* [演習問題]
(1) 『風が吹くとき』の予告編を紹介する引用文によると、予告編の冒頭で流れる「Hilda’s Dream(ヒルダの夢)」を手がけたのは誰ですか。
(2) 引用文のうち、「本作では原爆の被害をリアルに」を含む語句で始まり「されるように描かれています。」で終わる部分を、一字も変えずに返してください。

* [引用文]
『風が吹くとき』日本版予告編&新場面写真10点が解禁!
- Fan's Voice Staff
核戦争の脅威を描き世界的なセンセーションを巻き起こしたイギリス製アニメーション『風が吹くとき』の日本版予告編と新場面写真10点が解禁されました。
今回のリバイバル上映にあわせて新たに作られた予告編では、冒頭、元ピンク・フロイドのロジャー・ウォーターズが手がけた「Hilda’s Dream(ヒルダの夢)」が流れ、牧歌的な田園風景が広がる中、ジムとヒルダ夫妻が平和な日常を送っています。ところが、ラジオからの「わが国に向けて敵のミサイルが発射されました」という予期せぬ知らせに、夫妻はあわてて家の中にしつらえたシェルターの中へ。デヴィッド・ボウイによる映画タイトルと同名の主題歌「When The Wind Blows(風が吹くとき)」が流れる中、原爆による惨状が露わとなる本作の象徴的なシーンが連なる構成となっており、短いながらも強いインパクトを残します。
本作では原爆の被害をリアルに伝えるため、爆風にさらされたガレキなどを実写で描く演出も多く、予告編ではそうした実験的な映像も確認できます。
映像の終盤、ヒルダがタンポポに息を吹きかけると、綿毛とともに自らも蝶となって飛び立っていく描写は、原作にはない映画オリジナルのシーン。夢の中で描かれる生命の象徴としての綿毛が、過酷な現実の描写と対比されるように描かれています。

* [元資料]
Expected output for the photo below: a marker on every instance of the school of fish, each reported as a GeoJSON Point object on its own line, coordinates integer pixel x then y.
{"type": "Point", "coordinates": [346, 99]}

* [解答]
(1) 元ピンク・フロイドのロジャー・ウォーターズです。

(2)
本作では原爆の被害をリアルに伝えるため、爆風にさらされたガレキなどを実写で描く演出も多く、予告編ではそうした実験的な映像も確認できます。
映像の終盤、ヒルダがタンポポに息を吹きかけると、綿毛とともに自らも蝶となって飛び立っていく描写は、原作にはない映画オリジナルのシーン。夢の中で描かれる生命の象徴としての綿毛が、過酷な現実の描写と対比されるように描かれています。